__Задание__.
Соберите из листинга все строки, содержащие слово «water», и перепишите каждую без изменений. Регистр букв учитывается.

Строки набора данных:

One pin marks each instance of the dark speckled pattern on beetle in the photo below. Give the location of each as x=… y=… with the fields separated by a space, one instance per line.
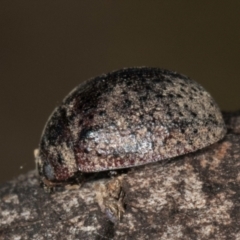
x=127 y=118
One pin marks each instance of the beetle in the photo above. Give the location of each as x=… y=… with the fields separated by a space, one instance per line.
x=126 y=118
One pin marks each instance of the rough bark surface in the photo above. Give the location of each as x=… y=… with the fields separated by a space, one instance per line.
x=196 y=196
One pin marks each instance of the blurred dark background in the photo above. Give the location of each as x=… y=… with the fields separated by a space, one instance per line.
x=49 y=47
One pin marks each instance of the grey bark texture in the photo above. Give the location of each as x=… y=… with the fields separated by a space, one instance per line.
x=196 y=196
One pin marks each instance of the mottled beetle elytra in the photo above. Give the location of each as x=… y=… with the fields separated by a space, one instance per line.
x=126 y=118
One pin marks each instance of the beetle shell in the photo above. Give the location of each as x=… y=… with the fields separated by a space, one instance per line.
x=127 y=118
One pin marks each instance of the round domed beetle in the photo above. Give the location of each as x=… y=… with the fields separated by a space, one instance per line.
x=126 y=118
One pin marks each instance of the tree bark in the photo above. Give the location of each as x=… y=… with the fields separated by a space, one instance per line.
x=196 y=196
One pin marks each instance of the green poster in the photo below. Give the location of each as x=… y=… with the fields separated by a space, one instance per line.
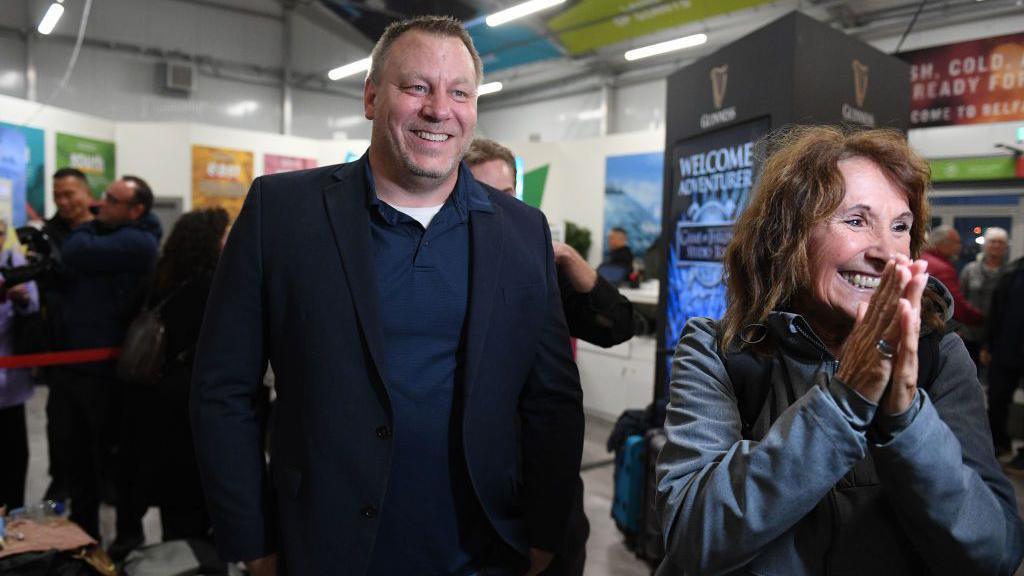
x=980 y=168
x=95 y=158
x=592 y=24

--

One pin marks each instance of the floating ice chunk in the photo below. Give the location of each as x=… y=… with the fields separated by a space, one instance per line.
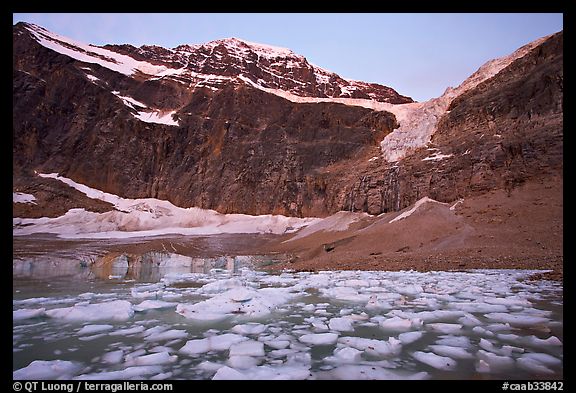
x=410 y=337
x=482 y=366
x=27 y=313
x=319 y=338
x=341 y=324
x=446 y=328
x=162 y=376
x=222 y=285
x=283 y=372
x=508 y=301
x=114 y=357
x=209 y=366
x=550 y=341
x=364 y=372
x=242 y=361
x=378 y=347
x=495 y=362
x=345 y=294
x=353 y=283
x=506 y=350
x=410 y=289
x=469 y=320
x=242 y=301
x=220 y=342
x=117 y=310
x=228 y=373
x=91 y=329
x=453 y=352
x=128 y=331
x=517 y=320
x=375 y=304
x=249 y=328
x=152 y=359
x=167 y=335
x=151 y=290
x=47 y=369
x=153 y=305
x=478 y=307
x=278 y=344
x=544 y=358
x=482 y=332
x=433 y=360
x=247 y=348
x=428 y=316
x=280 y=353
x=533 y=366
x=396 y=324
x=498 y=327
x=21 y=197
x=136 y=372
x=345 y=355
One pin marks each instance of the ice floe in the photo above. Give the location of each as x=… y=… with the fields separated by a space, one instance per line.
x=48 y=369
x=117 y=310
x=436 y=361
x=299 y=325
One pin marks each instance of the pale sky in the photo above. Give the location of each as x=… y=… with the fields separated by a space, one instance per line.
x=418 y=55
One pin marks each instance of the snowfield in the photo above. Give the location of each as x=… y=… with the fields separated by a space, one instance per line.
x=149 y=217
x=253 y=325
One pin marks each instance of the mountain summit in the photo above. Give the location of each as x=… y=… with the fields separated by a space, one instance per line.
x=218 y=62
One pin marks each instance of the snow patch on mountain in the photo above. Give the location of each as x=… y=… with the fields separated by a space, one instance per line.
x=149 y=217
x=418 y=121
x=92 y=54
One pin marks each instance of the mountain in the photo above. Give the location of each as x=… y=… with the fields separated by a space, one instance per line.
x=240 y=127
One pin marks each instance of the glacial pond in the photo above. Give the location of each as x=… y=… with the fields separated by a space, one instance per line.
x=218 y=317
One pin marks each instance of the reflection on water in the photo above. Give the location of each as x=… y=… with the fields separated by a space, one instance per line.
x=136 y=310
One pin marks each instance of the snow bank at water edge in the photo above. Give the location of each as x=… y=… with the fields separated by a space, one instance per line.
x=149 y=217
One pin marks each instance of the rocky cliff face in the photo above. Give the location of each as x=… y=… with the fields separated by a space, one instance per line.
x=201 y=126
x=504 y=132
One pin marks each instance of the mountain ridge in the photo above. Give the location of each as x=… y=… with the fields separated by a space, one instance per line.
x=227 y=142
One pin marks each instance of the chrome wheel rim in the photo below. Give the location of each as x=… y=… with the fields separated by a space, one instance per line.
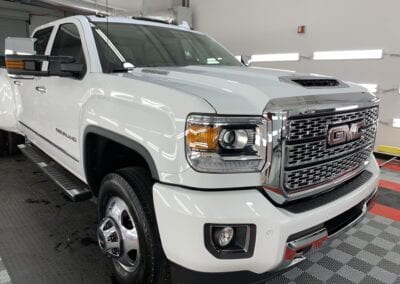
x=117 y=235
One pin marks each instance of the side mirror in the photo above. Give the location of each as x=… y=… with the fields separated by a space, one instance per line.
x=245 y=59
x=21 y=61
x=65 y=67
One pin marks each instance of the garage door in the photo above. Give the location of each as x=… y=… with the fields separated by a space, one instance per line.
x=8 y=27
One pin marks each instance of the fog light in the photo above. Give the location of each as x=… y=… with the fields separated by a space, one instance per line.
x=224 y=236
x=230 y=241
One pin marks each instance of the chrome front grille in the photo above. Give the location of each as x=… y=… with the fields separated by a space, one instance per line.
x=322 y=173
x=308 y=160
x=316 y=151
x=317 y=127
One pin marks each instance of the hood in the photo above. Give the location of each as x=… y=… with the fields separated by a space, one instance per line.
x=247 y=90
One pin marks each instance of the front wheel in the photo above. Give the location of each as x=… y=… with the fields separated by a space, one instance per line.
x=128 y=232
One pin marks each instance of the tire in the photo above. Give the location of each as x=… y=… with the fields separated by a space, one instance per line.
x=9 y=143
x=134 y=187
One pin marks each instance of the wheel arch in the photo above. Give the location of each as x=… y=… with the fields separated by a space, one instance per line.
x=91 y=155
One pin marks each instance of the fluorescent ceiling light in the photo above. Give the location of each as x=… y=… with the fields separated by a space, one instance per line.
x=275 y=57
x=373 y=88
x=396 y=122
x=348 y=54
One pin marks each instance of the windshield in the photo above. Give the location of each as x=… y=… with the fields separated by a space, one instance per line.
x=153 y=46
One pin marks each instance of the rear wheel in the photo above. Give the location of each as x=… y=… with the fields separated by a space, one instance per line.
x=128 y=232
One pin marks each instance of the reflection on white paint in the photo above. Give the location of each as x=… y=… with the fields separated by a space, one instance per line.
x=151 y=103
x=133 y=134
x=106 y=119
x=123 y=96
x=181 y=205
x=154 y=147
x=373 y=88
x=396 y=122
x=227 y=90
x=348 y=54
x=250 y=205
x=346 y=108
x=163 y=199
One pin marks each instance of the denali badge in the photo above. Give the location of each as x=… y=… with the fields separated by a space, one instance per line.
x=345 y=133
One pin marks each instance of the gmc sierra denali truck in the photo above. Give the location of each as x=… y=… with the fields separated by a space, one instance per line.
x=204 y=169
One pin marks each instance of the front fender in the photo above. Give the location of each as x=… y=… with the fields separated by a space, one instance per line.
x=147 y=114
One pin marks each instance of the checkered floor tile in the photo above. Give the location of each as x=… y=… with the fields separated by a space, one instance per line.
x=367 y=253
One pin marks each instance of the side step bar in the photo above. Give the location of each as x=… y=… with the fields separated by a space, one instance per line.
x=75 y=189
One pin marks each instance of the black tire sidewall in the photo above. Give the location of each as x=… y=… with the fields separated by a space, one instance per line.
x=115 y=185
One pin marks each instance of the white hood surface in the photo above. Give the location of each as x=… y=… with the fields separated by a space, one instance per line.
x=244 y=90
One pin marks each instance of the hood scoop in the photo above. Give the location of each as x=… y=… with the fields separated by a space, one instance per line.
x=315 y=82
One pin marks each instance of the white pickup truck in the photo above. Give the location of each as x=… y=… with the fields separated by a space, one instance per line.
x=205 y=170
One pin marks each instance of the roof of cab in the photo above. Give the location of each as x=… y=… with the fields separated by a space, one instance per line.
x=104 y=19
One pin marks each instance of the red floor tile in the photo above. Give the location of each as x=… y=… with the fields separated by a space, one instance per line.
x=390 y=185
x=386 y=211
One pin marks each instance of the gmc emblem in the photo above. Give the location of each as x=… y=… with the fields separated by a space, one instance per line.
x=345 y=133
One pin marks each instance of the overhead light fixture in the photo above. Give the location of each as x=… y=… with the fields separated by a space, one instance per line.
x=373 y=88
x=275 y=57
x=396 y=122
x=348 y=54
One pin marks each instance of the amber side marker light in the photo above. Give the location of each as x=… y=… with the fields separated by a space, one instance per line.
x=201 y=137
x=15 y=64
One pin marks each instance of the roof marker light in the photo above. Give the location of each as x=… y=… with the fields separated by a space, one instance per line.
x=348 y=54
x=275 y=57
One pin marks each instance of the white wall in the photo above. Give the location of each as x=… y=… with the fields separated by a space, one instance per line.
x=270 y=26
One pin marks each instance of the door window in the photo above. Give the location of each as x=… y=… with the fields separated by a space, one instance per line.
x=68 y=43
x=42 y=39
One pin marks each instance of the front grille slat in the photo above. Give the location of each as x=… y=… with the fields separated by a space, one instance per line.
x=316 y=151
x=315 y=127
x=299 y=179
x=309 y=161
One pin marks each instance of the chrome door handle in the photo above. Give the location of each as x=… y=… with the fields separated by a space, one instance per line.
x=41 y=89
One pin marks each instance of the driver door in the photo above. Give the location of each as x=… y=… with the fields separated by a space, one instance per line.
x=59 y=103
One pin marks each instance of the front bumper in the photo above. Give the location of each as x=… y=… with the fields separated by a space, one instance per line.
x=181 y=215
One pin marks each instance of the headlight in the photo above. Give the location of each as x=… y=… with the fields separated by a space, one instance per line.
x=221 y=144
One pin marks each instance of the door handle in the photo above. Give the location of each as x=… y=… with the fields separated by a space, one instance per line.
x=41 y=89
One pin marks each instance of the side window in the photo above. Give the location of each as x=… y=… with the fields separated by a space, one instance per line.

---

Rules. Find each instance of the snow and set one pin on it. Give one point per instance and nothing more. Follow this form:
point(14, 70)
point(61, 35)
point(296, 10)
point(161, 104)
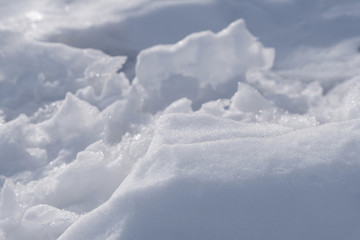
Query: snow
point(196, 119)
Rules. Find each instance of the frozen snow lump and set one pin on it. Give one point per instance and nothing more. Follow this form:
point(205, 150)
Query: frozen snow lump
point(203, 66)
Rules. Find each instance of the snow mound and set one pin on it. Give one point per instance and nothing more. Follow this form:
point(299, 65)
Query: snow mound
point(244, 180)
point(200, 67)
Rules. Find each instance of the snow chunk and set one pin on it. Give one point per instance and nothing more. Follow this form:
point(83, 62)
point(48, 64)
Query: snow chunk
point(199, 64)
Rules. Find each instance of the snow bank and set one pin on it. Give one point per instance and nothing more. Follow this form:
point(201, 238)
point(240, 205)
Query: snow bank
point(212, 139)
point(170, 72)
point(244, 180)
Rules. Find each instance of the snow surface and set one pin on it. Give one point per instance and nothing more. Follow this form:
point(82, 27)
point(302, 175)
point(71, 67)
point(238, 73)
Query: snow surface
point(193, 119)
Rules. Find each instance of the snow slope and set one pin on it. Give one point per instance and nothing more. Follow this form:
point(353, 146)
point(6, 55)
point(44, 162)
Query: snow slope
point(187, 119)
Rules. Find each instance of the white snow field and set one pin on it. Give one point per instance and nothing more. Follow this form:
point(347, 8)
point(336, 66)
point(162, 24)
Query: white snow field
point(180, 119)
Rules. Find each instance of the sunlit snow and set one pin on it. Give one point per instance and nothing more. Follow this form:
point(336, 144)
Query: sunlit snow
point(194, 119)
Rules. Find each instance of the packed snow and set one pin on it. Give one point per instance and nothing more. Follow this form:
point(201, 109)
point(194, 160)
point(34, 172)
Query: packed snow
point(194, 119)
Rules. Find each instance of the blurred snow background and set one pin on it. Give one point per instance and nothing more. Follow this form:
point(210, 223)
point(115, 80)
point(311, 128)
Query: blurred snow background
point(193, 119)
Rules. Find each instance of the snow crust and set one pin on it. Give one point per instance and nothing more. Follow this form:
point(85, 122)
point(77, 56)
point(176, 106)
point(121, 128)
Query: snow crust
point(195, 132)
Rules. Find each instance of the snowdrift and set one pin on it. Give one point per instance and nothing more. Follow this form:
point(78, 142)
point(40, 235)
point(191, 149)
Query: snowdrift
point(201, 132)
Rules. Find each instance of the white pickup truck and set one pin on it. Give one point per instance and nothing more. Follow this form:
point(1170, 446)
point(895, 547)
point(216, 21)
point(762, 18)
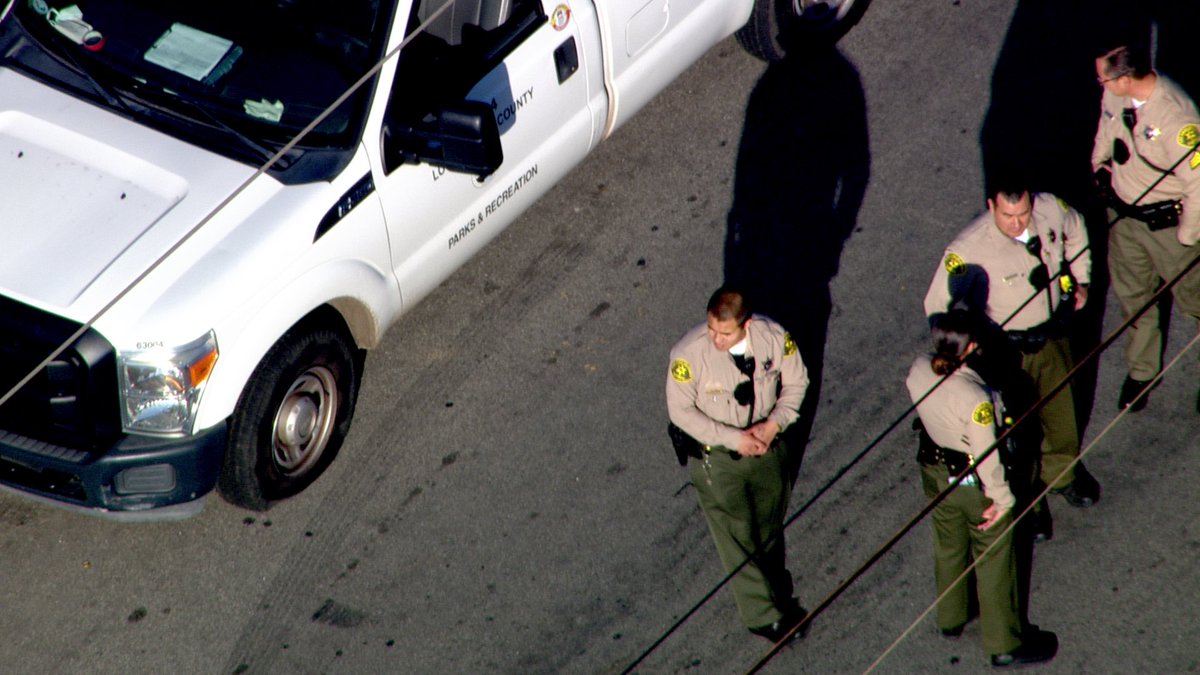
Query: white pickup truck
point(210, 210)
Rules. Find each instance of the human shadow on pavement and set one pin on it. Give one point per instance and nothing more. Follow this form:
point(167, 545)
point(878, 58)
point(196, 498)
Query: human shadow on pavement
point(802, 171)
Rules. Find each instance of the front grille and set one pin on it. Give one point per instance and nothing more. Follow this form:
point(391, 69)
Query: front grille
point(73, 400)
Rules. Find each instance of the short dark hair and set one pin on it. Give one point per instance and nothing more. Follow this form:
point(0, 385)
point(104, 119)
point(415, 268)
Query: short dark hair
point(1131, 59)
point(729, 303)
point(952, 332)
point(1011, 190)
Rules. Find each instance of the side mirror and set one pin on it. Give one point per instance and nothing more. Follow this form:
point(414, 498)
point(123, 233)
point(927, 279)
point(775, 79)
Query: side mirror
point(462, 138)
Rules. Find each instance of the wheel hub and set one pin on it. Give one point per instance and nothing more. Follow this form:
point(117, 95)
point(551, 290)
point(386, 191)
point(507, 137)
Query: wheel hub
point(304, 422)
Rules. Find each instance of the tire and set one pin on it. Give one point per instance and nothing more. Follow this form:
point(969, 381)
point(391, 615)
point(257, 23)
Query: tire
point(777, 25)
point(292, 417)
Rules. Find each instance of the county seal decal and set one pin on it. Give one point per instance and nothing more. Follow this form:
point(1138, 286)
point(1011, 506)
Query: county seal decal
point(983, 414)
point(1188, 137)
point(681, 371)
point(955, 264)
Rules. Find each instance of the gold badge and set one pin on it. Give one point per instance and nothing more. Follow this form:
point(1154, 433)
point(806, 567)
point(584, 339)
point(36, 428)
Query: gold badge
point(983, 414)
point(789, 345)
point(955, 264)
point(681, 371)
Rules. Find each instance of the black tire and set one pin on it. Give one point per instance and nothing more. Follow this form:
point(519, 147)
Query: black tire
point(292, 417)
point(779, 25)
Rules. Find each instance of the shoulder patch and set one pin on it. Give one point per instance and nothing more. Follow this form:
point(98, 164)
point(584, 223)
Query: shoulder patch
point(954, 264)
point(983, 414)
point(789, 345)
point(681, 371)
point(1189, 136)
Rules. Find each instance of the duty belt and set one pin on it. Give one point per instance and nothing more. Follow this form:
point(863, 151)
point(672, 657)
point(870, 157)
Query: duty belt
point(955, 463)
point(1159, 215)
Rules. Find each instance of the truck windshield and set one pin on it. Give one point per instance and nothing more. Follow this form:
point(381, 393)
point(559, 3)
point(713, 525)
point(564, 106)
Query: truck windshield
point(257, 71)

__Ответ__.
One pin marks each instance of the reflection on water in the photo above. Give the location of each as x=… y=… with the fields separated by a space, one instance per line.
One pin marks each instance of the snow bank at water edge in the photo above. Give the location of each as x=… y=… with the fields separated by a space, one instance per line.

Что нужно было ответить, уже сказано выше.